-------- Text under study
If the cervical spine of a patient is angled or curved in the -X
direction, a +X force can be imparted to restore the cervical spine
to its proper configuration.
[0150] FIG. 26 is a bottom view of the embodiment of FIG. 24 and
shows the spacer component 150A in a vertical position that adjusts
the position of the second inflatable bladder to provide an even
distribution of force generally along a force vector in the -Y and
+Z plane, but does not direct force laterally in a -X or +X
direction. FIG. 26 shows the spacer component 150B in a vertical
position that adjusts the position of the third inflatable bladder
to provide an even distribution of force generally along a force
vector in the +Y and +Z plane, but does not direct force laterally
in a -X or +X direction. FIG. 27 is a bottom view of the embodiment
of FIG. 24, showing a configuration wherein the first spacer
component 150A is moved to adjust the position of the second
inflatable bladder to provide an uneven distribution of force to a
patient in that a force vector is directed, for example, in a -Y,
+Z, and -X direction as described in connection with FIG. 25. The
lower linear displacement pneumatic air chamber is adjusted with a
rotating wedge shaped spacer component, allowing clinicians to
increase the angle and force of the mid (-Y)/(+Z) vector of this
pneumatic air chamber. When adjusted to the right or left
horizontal position, the rotating wedge allows clinicians to
unilaterally increase and rotate the (-Y) directional component on
either the right or left side (+/-X) of the upper thoracic region,
producing lateral flexion traction. The rotating wedge shaped
spacer component can be removed in some implementations to
accommodate extreme kyphotic thoracic spines. In the configuration
of FIG. 27, the second spacer component 150B is moved to adjust the
position of the third inflatable bladder to provide an uneven
distribution of force to a patient in that a force vector is
directed, for example, in a +Y, _Z, and -X direction as described
in connection with FIG. 25. The upper linear displacement pneumatic
air chamber is adjusted with a rotating wedge shaped spacer
component allowing clinicians to increase the angle and force of
the mid (+Y)/(+Z) vector of this pneumatic air chamber. When
adjusted to the right or left horizontal position, the rotating
wedge allows clinicians to unilaterally increase and rotate the
(+Y) directional component on either the right or left side (+/-X)
----------------
-------- Dataset content
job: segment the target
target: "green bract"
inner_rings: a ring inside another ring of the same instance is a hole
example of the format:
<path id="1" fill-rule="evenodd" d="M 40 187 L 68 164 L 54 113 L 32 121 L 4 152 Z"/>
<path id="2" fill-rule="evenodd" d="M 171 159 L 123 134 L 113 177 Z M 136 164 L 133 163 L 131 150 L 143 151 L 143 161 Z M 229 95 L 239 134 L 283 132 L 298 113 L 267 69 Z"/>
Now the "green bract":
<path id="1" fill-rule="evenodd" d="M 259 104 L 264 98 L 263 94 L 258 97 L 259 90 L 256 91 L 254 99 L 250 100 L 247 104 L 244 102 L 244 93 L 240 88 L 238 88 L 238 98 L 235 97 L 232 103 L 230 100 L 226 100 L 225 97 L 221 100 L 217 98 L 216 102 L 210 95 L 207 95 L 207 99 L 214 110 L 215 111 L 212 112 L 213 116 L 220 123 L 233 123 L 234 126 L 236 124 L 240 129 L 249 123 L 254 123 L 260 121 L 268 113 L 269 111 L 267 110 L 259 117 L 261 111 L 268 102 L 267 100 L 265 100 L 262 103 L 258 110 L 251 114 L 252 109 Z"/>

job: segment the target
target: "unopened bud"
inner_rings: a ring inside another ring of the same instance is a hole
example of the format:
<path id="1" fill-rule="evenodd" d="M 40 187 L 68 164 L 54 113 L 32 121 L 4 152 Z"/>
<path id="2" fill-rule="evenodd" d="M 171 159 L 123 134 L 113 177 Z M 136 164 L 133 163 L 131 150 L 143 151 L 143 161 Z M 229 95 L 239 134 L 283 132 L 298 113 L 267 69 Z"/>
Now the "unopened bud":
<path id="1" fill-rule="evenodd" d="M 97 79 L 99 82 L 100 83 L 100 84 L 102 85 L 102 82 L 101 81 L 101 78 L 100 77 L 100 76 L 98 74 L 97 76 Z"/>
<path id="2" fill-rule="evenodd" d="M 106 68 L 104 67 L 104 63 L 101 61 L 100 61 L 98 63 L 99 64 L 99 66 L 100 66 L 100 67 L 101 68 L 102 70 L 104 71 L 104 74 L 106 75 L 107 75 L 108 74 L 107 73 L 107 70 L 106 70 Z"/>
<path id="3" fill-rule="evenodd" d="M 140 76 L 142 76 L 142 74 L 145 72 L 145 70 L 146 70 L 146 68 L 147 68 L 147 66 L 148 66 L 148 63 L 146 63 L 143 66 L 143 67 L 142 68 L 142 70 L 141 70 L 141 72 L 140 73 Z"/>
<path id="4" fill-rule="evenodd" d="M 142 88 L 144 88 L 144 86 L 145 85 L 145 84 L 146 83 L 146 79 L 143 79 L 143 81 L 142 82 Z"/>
----------------
> _Questions_:
- a) Please answer these questions using the passage on spacer components and inflatable bladders, one answer a line, marked like the questions:
(i) What force can be imparted when the cervical spine of a patient is angled or curved in the -X direction?
(ii) What kind of view of the embodiment of FIG. 24 is FIG. 26?
(iii) What can be done with the rotating wedge shaped spacer component in some implementations to accommodate extreme kyphotic thoracic spines?
- b) Resume the passage on spacer components and inflatable bladders from the point where it stops.
The lines above stand apart from the passage on spacer components and inflatable bladders.

> _Answers below_:
- a)
(i) A +X force.
(ii) A bottom view.
(iii) It can be removed.

- b)
of the occiput, producing lateral flexion traction. The rotating
wedge shaped spacer component can be removed in some
implementations.
[0151] While three expandable bladders 116, 118, and 119 are
described with respect to FIGS. 15-27, certain embodiments may
employ only two of the inflatable bladders 116, 118, and 119, as
shown in FIGS. 1-14, or only one of the inflatable bladders 116,
118, and 119. For example, in some embodiments, a decompression and
traction system 310 may include only the first inflatable bladder
116 and the third inflatable bladder 119 as shown in FIG. 28. Such
an embodiment may be less expensive to manufacture than an
embodiment having three inflatable bladders. As described herein,
the first inflatable bladder 116 and third inflatable bladder 119
can be employed to apply -Y+Z+Y force vectors to the cervical spine
while +Z/+Y force vectors are applied to the occiput. The cervical
spine's lordotic curve is powerfully decompressed and enhanced
while the occipital-cervical junction is decompressed. Such an
embodiment may be advantageous if treatment of the thoracic spine
is not desired. For example, in some embodiments, damage to the
thoracic spine or an obstruction, such as a tumor or implant, may
make the application of force to the thoracic spine undesirable.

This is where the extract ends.